**Exercise objective**
Every line with "instance" in it should be copied from the data.

[Dataset entries]

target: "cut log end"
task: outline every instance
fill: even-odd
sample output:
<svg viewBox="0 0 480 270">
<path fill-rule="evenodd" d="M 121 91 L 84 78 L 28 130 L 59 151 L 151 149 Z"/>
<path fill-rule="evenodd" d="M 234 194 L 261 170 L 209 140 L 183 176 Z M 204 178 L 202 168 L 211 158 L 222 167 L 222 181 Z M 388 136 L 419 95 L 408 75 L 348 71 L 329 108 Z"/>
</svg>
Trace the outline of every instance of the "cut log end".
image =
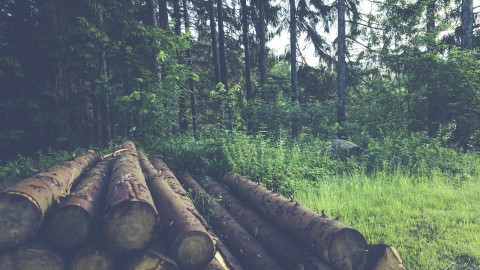
<svg viewBox="0 0 480 270">
<path fill-rule="evenodd" d="M 127 268 L 127 270 L 178 270 L 178 266 L 172 260 L 155 256 L 147 253 L 138 260 L 135 260 Z"/>
<path fill-rule="evenodd" d="M 19 193 L 0 194 L 0 248 L 32 239 L 42 222 L 35 201 Z"/>
<path fill-rule="evenodd" d="M 0 257 L 0 269 L 63 270 L 65 265 L 52 250 L 27 244 L 3 254 Z"/>
<path fill-rule="evenodd" d="M 215 243 L 206 232 L 189 231 L 172 243 L 177 263 L 184 269 L 201 269 L 215 255 Z"/>
<path fill-rule="evenodd" d="M 328 258 L 336 269 L 364 269 L 368 244 L 361 233 L 345 228 L 335 234 L 328 249 Z"/>
<path fill-rule="evenodd" d="M 157 229 L 157 212 L 150 204 L 125 201 L 107 214 L 103 233 L 111 251 L 124 253 L 146 248 Z"/>
<path fill-rule="evenodd" d="M 114 270 L 115 262 L 112 255 L 98 249 L 80 252 L 75 256 L 71 270 Z"/>
<path fill-rule="evenodd" d="M 94 221 L 81 207 L 67 205 L 47 218 L 45 233 L 55 246 L 73 248 L 84 244 L 91 235 Z"/>
</svg>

**Response to this task**
task: outline every instance
Trace the outline of every instance of the "cut log end".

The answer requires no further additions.